Material shown:
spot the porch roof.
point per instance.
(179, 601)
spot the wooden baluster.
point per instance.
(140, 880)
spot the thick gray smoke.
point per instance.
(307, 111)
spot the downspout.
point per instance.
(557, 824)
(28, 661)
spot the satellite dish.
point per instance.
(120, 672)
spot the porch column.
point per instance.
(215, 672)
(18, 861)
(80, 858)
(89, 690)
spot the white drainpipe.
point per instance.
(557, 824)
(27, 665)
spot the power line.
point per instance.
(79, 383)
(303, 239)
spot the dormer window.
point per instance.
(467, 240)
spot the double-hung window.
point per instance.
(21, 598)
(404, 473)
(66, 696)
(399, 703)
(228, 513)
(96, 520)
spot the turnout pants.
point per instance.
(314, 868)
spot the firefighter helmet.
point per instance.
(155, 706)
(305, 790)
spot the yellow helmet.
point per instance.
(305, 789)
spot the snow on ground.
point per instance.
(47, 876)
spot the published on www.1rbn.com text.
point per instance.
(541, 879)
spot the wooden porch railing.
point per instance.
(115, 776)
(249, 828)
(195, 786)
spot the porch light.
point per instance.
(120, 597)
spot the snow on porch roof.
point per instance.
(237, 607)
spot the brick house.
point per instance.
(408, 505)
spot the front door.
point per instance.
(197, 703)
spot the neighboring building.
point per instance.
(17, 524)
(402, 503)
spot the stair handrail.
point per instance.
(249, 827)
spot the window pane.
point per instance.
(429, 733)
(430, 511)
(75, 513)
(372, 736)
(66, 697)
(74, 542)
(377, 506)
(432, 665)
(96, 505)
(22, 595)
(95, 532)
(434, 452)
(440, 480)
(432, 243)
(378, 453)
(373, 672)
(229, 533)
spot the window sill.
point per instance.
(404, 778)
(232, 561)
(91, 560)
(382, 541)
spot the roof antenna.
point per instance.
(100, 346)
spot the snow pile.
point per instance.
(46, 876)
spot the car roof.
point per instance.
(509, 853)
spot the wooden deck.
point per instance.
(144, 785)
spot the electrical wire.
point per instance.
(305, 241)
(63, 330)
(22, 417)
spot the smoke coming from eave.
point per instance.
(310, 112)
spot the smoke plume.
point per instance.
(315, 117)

Requirements: Only the lines from the one that contains "spot the snow on porch roof." through the last line should be repeated, each exactly as it stands, with both ends included.

Exercise solution:
spot the snow on porch roof.
point per instance.
(237, 607)
spot the brick house.
point per instance.
(408, 505)
spot the front door.
point per instance.
(197, 703)
spot the neighboring building.
point per instance.
(17, 524)
(402, 503)
spot the stair handrail.
point per instance.
(249, 827)
spot the window pane.
point per instance.
(429, 733)
(430, 511)
(75, 513)
(372, 736)
(66, 697)
(74, 542)
(377, 506)
(432, 665)
(96, 505)
(22, 595)
(95, 532)
(434, 452)
(440, 480)
(432, 243)
(378, 453)
(373, 672)
(229, 533)
spot the window sill.
point per instance.
(404, 778)
(232, 561)
(91, 560)
(382, 541)
spot the roof antenna.
point per instance.
(100, 346)
spot the snow pile.
point per instance.
(46, 876)
spot the car roof.
point per instance.
(509, 853)
spot the wooden deck.
point per instance.
(144, 785)
spot the electrical wire.
point per instance.
(305, 241)
(63, 330)
(22, 417)
spot the smoke coming from eave.
point per instance.
(310, 112)
spot the smoke plume.
point per instance.
(315, 117)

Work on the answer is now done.